Starting at the line that contains "red car's rear" and ending at the last of the lines below, write those lines out again in order, shifting every point coordinate up by 24 and keeping all other wording unchanged.
#### Stored data
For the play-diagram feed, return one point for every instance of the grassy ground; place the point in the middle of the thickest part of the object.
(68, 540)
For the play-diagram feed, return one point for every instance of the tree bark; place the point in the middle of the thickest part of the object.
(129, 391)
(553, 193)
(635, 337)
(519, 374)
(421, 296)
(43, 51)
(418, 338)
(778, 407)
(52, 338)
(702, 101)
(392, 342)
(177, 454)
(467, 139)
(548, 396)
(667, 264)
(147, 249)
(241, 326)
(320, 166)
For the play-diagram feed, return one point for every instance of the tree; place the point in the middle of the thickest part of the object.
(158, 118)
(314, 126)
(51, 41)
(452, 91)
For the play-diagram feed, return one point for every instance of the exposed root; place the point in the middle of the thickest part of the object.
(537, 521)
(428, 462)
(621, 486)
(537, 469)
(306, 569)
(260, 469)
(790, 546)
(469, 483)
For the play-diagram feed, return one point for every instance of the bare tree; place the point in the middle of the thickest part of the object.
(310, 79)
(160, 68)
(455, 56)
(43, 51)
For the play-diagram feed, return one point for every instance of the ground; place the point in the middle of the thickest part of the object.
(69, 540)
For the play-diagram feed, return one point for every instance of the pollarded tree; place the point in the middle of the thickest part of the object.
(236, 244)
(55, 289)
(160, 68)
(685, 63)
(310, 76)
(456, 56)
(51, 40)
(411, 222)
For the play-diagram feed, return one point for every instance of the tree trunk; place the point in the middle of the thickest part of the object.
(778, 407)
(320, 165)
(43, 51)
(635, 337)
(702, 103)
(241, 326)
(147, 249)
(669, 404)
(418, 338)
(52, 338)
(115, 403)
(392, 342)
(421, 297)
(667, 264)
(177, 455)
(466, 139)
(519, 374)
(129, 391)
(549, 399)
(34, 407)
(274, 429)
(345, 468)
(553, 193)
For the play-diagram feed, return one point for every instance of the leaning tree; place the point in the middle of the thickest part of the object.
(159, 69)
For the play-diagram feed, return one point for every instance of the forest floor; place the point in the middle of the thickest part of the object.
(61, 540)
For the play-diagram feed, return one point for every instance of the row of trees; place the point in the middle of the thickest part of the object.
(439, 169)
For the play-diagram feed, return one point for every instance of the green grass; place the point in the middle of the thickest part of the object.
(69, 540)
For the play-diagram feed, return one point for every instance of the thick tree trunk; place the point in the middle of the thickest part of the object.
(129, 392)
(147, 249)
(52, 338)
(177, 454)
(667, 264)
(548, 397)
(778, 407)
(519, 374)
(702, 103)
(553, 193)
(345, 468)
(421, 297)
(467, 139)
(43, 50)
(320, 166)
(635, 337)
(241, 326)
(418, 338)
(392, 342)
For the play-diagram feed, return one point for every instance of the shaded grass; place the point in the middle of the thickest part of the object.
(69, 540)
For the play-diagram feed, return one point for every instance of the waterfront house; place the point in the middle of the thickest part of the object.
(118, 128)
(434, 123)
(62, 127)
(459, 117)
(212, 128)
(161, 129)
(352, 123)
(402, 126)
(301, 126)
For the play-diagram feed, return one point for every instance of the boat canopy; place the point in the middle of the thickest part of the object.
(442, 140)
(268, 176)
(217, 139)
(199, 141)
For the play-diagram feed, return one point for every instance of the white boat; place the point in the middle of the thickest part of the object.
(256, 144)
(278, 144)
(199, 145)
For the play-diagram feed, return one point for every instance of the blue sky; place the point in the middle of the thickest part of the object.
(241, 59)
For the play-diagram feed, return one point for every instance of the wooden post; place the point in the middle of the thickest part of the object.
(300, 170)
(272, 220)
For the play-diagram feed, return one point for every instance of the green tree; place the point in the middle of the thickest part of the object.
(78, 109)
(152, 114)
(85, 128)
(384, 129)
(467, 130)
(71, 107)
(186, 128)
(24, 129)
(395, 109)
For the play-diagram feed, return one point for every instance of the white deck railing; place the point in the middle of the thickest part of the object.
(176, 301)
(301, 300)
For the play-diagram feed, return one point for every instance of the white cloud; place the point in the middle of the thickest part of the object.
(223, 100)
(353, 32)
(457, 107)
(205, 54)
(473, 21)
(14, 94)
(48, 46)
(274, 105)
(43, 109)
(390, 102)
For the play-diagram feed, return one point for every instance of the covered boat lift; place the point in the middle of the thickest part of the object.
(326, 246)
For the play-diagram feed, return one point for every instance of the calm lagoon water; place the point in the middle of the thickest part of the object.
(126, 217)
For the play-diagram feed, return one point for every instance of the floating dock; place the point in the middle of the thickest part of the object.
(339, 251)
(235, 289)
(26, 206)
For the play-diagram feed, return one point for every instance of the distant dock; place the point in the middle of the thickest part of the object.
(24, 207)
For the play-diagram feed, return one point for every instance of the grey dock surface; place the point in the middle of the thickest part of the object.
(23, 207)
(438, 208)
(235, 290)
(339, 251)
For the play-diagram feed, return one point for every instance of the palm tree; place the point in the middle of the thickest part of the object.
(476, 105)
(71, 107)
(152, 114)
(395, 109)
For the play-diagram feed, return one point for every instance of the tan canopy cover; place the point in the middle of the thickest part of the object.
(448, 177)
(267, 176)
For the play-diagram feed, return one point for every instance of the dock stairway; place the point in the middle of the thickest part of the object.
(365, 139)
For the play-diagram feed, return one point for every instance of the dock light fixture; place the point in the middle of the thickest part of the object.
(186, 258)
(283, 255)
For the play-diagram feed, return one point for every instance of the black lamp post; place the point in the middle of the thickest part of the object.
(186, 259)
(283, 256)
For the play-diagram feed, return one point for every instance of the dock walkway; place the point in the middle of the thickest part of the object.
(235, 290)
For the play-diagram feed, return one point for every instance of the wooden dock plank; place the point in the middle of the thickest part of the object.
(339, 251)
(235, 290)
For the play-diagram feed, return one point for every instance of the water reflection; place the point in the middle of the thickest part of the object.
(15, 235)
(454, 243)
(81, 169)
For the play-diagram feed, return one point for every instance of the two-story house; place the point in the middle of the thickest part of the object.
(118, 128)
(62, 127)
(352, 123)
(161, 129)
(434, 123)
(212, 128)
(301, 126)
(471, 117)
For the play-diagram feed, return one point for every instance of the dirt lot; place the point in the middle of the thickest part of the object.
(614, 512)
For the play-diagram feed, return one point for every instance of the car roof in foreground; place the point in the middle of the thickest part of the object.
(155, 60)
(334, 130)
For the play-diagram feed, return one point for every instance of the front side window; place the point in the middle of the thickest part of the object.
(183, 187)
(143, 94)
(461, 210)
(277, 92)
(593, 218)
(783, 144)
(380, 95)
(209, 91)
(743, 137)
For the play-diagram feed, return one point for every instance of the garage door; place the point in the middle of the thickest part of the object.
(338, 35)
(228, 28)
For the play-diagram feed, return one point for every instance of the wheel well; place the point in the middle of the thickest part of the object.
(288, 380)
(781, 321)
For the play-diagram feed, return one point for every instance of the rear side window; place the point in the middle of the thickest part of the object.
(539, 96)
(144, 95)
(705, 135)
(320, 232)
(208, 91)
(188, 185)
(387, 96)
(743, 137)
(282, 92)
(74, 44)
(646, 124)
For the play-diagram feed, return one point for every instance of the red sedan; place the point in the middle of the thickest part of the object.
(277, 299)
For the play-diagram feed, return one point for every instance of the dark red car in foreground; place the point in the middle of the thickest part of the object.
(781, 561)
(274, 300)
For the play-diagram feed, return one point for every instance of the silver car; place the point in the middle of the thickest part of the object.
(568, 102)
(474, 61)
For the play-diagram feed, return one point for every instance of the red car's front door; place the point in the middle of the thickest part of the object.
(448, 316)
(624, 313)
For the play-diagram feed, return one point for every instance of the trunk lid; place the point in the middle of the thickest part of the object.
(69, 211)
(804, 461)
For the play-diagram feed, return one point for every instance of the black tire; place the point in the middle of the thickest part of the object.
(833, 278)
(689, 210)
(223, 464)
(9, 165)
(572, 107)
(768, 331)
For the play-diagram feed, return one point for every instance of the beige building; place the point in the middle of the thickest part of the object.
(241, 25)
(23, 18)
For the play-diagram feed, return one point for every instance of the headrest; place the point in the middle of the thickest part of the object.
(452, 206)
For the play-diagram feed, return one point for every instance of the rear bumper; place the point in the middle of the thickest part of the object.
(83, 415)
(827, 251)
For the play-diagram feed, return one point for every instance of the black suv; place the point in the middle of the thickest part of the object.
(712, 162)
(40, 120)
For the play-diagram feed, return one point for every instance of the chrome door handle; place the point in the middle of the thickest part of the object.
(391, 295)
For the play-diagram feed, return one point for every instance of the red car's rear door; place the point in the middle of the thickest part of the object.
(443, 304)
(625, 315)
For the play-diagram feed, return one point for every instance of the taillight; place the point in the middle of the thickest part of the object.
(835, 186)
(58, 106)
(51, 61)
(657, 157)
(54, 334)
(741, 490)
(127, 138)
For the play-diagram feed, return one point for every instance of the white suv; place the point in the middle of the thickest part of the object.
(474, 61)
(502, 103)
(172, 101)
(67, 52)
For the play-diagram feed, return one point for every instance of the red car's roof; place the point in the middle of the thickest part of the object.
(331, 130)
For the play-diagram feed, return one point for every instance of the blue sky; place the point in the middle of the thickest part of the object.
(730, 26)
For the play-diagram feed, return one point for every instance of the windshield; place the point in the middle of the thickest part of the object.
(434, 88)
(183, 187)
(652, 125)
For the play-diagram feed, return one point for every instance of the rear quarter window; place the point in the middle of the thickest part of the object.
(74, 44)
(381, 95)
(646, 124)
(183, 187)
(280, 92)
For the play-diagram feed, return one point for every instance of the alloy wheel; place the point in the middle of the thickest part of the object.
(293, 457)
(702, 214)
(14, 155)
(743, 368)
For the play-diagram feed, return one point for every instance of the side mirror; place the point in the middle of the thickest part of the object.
########
▸ **The completed task**
For the play-diagram feed, return one point for every instance of the red car's rear door; place the point in the middle of the thickest part of the object.
(467, 328)
(649, 339)
For the play-diagram feed, return one point for every instance of the taillight; place the point in the middle of the thickest part of the object.
(859, 210)
(82, 130)
(75, 85)
(681, 181)
(78, 358)
(765, 514)
(151, 162)
For the play-diagram feed, return one point for every instance of the white suv; place the point in the middle of the thickest part of the object.
(498, 85)
(526, 127)
(196, 125)
(91, 76)
For the play-diagram feed, return one point for every instance of the red car's roof; place the point in the middle of the thickest part of the object.
(355, 154)
For the play-diagram feed, return one point for every instance of the blue sky; place the point in the middle of the thickest part of the object.
(754, 50)
For the play-diagram feed, return one point for every instance of the windshield; place the point in the middle of the thickest part of the object.
(458, 112)
(207, 211)
(676, 149)
For the play-diagram feed, return one point for every instance of the rear quarter window; place the point in the middle of the thickest part of the object.
(98, 68)
(405, 119)
(670, 148)
(207, 211)
(304, 116)
For the play-diagram feed, return one point for every instance of the alloy wheel; place the point in the middle of the thickest part of the object.
(317, 481)
(726, 238)
(38, 179)
(767, 392)
For the play-diagram feed, return one point for every instance of the side mirror; place the point in the middle of the thickest part of the object.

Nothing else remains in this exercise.